● **ИСТОЧНИК**
>>>

Глава первая. Волшебный папоротник

Глава первая. Волшебный папоротник

Почему тайна, и к тому же великая?

Ну, допустим, звание великой ей присвоили после кончины преподобного, хотя не исключено, что он мог и сам так ее называть. Вполне мог, прижимая к груди ладонь, доверительно шепнуть на ухо собеседнику: «Открываю вам, ваше Боголюбие, Великую дивеевскую тайну». Во всяком случае, это в духе преподобного Серафима, не противоречит его облику, правилам и привычкам. Что ж, пожалуй: Великая дивеевская, но тайна… вот тут-то стоит призадуматься. Ведь при жизни он хранил ее именно как тайну. Так почему другие предсказания о будущем Дивеева Серафим не скрывал, а ведь среди них были такие, что явно не предназначались для широкого круга, да и вообще не подлежали огласке, – к примеру, предсказания об антихристе, который будет кресты с церковных куполов снимать, но канавку дивеевскую «не перескочит»? О том, что обитель матушки Александры станет лаврой, а часть ее, обведенная канавкой, – киновией, местом особо очищенным, осветленным, священным. «Еще не было и нет примеров, чтобы были женские лавры, а у меня, убогого Серафима, будет в Дивееве лавра, – сказал батюшка. – Лавра-то будет кругом, т. е. за канавкою, в обители матушки Александры, потому что, как она была вдова, то у ней могут жить в обители и вдовы, и жены, и девицы, а киновия будет только в канавке, и так как я, убогий Серафим, был девственник, то и в обители моей будут одни лишь девицы». Да и другие предсказания – не менее поразительные, сокровенные по смыслу?

<<<

● **ЗАДАНИЕ 1**
Ответьте по тексту о Великой дивеевской тайне:
(а) Что, согласно предсказанию, будет снимать антихрист и чего он «не перескочит»?
(б) Чем станет часть обители, обведенная канавкой?
(в) Кто, по словам Серафима, сможет жить в обители матушки Александры?
● **ЗАДАНИЕ 2**
Напишите продолжение текста о Великой дивеевской тайне, начав сразу после его последней фразы.

● **ПРЕДОСТАВЛЕННЫЕ МАТЕРИАЛЫ**

>>>

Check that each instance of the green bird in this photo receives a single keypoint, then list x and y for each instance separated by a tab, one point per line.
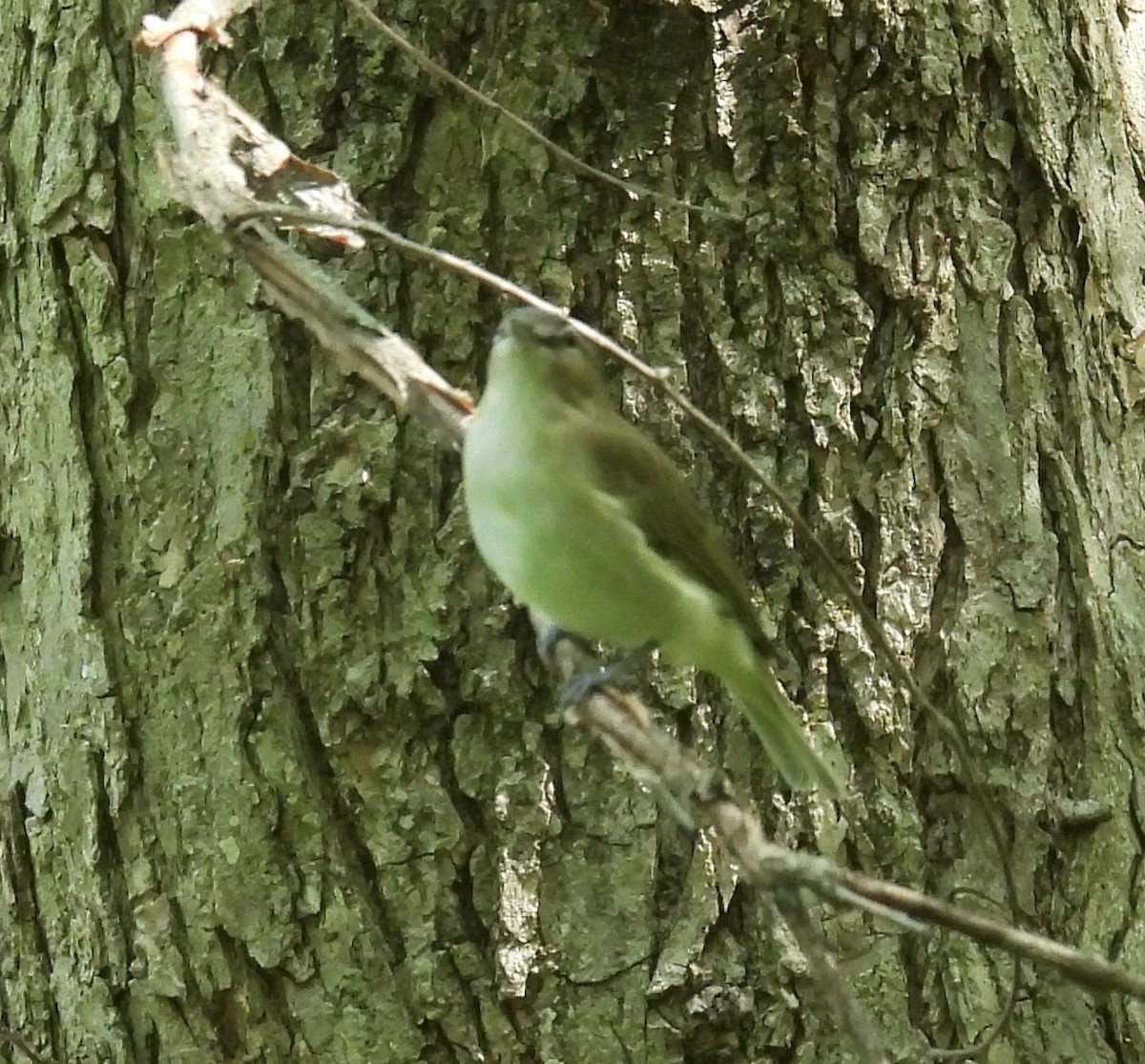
589	522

<<<

● **ОЖИДАЕМЫЙ ОТВЕТ 1**
(а) Кресты с церковных куполов; канавку дивеевскую.
(б) Киновией.
(в) Вдовы, жены и девицы.

● **ОЖИДАЕМЫЙ ОТВЕТ 2**
Но нет, не скрывал их Серафим, а, наоборот, старался, чтобы они стали известны, распространились в его окружении, среди близких ему людей, и прежде всего сестер Мельничной обители. К примеру, о Дивееве как будущей лавре слышали от него и Мантуровы – Елена Васильевна, ее брат Михаил Васильевич, жена его Анна Михайловна, и протоиерей Василий Садовский, и другие. Слышали, из уст в уста передавали. А это предсказание Серафим – утаил, доверил служке своему Мотовилову, в чьих бумагах оно чуть было не затерялось. Возможно, не ему одному, конечно, а кому-то еще, – к примеру, блаженной Пелагее или Параскеве, Паше Саровской (о них как о Втором и Третьем Серафиме речь у нас впереди) или схимонахине Марфе, его юной избраннице и сотаиннице.

Но все-таки Мотовилов для нас важнее, заслуживает явного предпочтения, поскольку он все услышанное от Серафима в отличие от многих записывал, хотя и хаотично, беспорядочно, но своим неразборчивым почерком – записывал и тем самым сберегал для будущего, для потомков. Серафим это, конечно, учитывал, почему и выбрал Мотовилова, приблизил его к себе как верного и незаменимого «служку». Он и другим велел, как, к примеру, сестре Евдокии: «Что слышишь от меня – запиши». Но не все умели, обладали таким навыком, даром. И лишь Мотовилов – человек пишущий и книжный (многотомное собрание своих сочинений собирался издавать), – для него мостик в будущее. Ведь именно для них, потомков, тайна должна была раскрыться, излить свое сладостное благоухание, словно несказанной красоты лесной цветок, волшебный папоротник, укрытый на дне глухого оврага и цветущий раз в десять лет. Для современников же оставалась именно тайной, не явленной, не распознанной, запечатанной семью печатями.

Вот снова и спросим себя: почему же все-таки?

Дивеево – четвертый удел Пресвятой Богородицы на земле

Вопрос не из легких, но все же попробуем – шажками осторожных предположений – доискаться до ответа. Предположение первое и самое, наверное, простое: возможно, потому, что предсказание это не только о судьбах Дивеева, но и о нем самом, «убогом Серафиме», как он себя называл? Судьбы сплетены, связаны в узел. Серафим и Дивеево – одно неразделимое целое. Но при этом учтем, что Дивееву суждена великая слава, оно должно воссиять на весь мир, стать всеобщим дивом. Поэтому о себе-то из скромности Серафим мог и умолчать, умалиться, отодвинуться в тень. «Убогий» – вот и будь убогим: мог бы он себе сказать. И не только сказать, но и – выполнить, подтвердить жизнью.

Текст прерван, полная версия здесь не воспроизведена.